本文:
^^^^^^^^^^^^^^^^

時代は変わりました。今では、多くの選手が「五輪を楽しみたい」と記者会見で発言します。これもメンタルトレーニングの成果で、過度な緊張や目的意識から解放されリラックスするための、科学的に意味のある言葉なのですが、この発言でバッシングを受けたのが、美女アスリートとして人気だった千葉すず選手でした。

 有力な優勝候補だったアトランタ五輪本番では個人種目で決勝に進めず、メダルなしの結果に。五輪後「オリンピックは楽しむつもりで出た」と発言して、「国費で外国へ行くのに『楽しむ』とは何だ」と、国民だけでなく水泳協会幹部の怒りまで買ってしまいました。

 アトランタ五輪は1996年。千葉選手は女子競泳チームの主将でもあったので、米国での練習でメンタルの維持のために米国のコーチから習ったこの言葉を使ったのだと思います。日本のスポーツ医学は遅れに遅れていたのです。実は1975年のミュンヘン五輪で、すでにソ連がスポーツにメンタルトレーニングを採り入れていることがわかっています。

ケタ違いにお金がかかる
スポーツでも台頭した理由

 第二に、富裕層のスポ―ツに日本が強くなったことが挙げられます。

 フェンシングに馬術、フィギュアスケートなどは、用具にお金もかかり、庶民に手が届かないスポーツと言われています。たとえば、フェンシングの費用を見てみると、エペ剣:1万~5万円、フェンシングマスク:1万~3万円、フェンシングジャケット:2万~5万円、グローブ:5000~1万円、フェンシングシューズ:1万~2万円、その他のアクセサリー(プロテクター、ボディコードなど):各種5000~2万円といった価格帯です。

 馬術となるとケタが違います。馬の購入費用としては、国内産の乗用馬が10万~300万円程度、海外からの輸入馬が200万~500万円以上します。また、維持費・預託料:月10万円前後、調教料:月4万~10万円、馬蹄費:1~1.5カ月ごとに1万〜2万円、ワクチン代や獣医師の診療代・実費その他の費用・輸送費:数百万~2000万円程度(遠征先による)、装備品(鞍、プロテクターなど):数万~数十万円と、とにかくお金がかかります。

 パリ五輪で92年ぶりの金メダルを獲得した「初老ジャパン」と自虐する馬術チームは、全員海外在住ですが、スポンサーの援助を受けていて、べつに大金持ちではないそうです。ただし、92年前の金メダリスト・西竹一選手は男爵(バロン)、つまり貴族でした。

 他にもヨットやゴルフ、アーチェリーなどお金のかかるスポーツで、日本は強くなりました。お金があるということは、メンタルトレーニングを受ける財力があり、海外遠征を何度も行うことも可能なはずです。いわば格差社会の進行が、欧米で富裕層が好むスポーツにおいても日本が強くなれる結果を生んだわけです。

^^^^^^^^^^^^^^^^

出典情報:
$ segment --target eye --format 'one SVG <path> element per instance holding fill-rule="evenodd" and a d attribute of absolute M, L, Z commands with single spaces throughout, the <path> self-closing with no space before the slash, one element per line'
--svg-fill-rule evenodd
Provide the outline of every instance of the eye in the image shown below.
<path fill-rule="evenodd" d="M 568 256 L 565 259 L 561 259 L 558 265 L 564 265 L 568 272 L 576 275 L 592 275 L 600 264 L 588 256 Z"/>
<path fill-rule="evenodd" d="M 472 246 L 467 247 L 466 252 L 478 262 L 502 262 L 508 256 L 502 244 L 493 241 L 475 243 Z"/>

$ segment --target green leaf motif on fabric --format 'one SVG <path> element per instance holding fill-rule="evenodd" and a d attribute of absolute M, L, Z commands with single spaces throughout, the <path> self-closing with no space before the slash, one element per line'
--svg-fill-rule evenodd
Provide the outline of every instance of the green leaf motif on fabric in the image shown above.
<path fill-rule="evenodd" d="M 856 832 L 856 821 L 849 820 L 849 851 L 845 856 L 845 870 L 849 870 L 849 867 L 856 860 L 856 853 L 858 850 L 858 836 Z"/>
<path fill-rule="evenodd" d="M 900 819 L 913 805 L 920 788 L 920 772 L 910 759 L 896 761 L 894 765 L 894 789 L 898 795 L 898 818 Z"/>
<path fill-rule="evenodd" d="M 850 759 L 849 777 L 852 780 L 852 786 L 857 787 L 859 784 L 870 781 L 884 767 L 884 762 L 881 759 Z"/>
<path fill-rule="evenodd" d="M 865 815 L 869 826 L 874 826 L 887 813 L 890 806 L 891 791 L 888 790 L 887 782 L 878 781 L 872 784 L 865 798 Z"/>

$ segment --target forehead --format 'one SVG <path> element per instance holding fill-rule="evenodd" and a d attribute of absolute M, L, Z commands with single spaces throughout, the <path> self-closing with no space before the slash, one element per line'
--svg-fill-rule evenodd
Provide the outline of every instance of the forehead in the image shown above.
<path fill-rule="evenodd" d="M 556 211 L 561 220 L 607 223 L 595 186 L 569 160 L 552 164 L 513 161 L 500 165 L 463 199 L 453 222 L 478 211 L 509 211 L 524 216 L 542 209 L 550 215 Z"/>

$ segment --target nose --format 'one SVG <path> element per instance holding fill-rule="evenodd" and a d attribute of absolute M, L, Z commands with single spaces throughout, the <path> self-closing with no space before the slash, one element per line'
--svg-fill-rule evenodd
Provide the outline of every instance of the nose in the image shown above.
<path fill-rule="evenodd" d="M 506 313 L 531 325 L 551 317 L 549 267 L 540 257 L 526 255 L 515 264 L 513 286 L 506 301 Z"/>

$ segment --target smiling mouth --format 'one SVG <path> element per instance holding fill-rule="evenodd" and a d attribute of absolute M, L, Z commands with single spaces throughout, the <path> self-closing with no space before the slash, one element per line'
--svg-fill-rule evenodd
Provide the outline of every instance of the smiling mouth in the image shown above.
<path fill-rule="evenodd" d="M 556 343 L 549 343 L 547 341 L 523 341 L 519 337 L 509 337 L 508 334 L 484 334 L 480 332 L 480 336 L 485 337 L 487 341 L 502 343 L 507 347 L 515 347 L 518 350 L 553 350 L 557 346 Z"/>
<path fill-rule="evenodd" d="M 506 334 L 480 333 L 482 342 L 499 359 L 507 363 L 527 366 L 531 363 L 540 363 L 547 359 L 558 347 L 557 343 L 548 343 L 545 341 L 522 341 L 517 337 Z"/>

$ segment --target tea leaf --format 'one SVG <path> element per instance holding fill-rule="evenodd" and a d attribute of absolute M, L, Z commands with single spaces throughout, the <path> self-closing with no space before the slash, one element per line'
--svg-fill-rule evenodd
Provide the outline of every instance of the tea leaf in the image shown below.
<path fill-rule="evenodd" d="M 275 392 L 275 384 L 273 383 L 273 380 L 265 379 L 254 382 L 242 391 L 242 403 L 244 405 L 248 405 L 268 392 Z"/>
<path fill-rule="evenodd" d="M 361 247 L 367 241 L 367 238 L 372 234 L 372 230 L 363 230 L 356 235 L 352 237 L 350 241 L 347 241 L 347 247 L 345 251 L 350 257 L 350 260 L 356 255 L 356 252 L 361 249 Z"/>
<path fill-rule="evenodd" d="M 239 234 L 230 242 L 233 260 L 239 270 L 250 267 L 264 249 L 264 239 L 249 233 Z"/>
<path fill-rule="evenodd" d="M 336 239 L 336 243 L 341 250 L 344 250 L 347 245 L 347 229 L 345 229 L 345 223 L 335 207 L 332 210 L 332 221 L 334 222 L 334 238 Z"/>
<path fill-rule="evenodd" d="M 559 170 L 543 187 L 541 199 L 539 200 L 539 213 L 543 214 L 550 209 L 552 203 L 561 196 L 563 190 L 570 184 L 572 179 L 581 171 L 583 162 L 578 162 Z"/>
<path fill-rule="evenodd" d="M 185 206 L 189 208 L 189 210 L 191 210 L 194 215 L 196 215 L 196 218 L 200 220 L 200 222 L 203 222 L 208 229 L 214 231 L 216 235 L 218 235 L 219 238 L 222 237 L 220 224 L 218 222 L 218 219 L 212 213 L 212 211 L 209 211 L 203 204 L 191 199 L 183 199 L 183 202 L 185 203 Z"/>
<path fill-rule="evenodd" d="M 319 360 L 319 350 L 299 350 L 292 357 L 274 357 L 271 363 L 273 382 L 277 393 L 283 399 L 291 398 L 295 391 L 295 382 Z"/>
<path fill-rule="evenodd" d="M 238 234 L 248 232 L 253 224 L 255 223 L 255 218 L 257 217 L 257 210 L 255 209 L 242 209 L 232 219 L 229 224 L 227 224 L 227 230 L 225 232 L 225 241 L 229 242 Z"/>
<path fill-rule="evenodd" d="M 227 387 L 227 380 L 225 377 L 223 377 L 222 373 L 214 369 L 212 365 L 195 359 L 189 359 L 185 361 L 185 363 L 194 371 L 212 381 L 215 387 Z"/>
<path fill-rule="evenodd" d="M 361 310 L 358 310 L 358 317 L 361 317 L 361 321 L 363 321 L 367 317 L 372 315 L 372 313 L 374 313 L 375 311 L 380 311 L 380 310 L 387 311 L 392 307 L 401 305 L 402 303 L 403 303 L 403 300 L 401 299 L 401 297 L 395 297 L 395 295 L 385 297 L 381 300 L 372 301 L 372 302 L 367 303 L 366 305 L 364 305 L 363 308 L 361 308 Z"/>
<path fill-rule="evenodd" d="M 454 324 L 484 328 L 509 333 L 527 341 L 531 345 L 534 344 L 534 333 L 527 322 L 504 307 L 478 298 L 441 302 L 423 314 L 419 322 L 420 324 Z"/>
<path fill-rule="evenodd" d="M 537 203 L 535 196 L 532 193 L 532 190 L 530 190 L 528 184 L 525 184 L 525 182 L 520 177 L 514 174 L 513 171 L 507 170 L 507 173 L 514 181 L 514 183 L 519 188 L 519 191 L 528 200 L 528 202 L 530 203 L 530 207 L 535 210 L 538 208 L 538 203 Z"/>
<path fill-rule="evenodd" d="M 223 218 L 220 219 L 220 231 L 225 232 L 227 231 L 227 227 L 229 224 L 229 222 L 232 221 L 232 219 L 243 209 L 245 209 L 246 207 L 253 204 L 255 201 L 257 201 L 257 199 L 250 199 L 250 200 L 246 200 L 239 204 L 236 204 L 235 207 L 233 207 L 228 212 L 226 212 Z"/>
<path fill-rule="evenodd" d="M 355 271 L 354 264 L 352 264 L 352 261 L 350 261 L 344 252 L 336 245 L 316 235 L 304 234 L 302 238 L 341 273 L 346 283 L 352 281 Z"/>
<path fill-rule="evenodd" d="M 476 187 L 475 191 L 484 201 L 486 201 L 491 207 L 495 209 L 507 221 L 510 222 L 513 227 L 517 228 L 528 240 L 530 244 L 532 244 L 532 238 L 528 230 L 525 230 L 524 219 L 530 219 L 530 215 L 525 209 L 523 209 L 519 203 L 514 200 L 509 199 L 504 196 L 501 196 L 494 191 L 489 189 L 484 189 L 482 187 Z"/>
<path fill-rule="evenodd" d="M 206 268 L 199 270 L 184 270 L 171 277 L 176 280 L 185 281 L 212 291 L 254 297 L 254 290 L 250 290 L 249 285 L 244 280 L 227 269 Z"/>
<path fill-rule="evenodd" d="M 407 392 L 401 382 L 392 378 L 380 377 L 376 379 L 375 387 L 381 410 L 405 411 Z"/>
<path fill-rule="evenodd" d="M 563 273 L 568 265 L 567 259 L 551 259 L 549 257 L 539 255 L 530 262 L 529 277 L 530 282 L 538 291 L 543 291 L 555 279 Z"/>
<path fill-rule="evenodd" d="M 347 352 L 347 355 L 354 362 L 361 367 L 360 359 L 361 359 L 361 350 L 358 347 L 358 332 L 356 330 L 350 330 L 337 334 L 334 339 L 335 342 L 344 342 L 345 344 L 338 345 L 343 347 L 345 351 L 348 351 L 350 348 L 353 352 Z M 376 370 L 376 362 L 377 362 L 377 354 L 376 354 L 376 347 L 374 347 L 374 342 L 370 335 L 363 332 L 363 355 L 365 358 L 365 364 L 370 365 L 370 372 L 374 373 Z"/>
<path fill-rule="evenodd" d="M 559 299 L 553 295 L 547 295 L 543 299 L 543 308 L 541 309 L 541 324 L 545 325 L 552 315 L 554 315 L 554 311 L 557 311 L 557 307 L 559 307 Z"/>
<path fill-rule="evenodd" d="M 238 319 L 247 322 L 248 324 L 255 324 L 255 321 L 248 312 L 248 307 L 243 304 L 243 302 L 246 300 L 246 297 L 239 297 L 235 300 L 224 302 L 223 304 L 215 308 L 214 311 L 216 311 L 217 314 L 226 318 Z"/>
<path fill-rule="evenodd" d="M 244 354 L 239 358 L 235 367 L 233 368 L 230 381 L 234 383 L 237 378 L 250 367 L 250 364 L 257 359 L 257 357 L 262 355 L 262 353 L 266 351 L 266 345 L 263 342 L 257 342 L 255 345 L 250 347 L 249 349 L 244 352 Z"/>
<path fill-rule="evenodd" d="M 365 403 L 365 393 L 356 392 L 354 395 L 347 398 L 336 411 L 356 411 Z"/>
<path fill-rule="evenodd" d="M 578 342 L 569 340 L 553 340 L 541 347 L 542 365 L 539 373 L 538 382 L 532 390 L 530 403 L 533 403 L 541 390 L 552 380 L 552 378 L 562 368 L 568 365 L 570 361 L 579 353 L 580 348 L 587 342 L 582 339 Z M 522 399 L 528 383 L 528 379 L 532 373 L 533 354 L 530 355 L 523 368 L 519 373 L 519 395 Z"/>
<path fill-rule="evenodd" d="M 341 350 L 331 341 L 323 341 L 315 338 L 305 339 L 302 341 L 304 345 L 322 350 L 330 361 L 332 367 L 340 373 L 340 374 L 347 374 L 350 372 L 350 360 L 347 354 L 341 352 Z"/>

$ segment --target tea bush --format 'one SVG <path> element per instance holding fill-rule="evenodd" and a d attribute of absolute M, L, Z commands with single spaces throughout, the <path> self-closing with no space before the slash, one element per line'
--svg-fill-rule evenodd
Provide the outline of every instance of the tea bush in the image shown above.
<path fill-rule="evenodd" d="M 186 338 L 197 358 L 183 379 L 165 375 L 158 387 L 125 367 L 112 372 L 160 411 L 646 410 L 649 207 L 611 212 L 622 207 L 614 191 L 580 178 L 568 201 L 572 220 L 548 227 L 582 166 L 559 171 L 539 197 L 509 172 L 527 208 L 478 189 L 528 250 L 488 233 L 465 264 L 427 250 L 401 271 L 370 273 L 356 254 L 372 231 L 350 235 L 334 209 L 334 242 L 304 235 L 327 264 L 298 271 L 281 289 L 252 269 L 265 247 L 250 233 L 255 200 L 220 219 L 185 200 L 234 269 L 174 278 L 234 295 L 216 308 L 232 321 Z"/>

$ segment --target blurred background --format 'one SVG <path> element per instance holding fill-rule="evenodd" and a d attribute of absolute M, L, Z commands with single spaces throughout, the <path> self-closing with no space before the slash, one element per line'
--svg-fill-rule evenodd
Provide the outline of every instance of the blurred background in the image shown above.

^^^^^^^^^^^^^^^^

課題の説明:
本文の「第二に、富裕層のスポ―ツに日本が強くなったことが挙げられます。」から「各種5000~2万円といった価格帯です。」までを、両端の語句も含めて一字一句そのまま書き写してください。 データ行は本文とは別の資料です。

解答欄:
第二に、富裕層のスポ―ツに日本が強くなったことが挙げられます。

 フェンシングに馬術、フィギュアスケートなどは、用具にお金もかかり、庶民に手が届かないスポーツと言われています。たとえば、フェンシングの費用を見てみると、エペ剣:1万~5万円、フェンシングマスク:1万~3万円、フェンシングジャケット:2万~5万円、グローブ:5000~1万円、フェンシングシューズ:1万~2万円、その他のアクセサリー(プロテクター、ボディコードなど):各種5000~2万円といった価格帯です。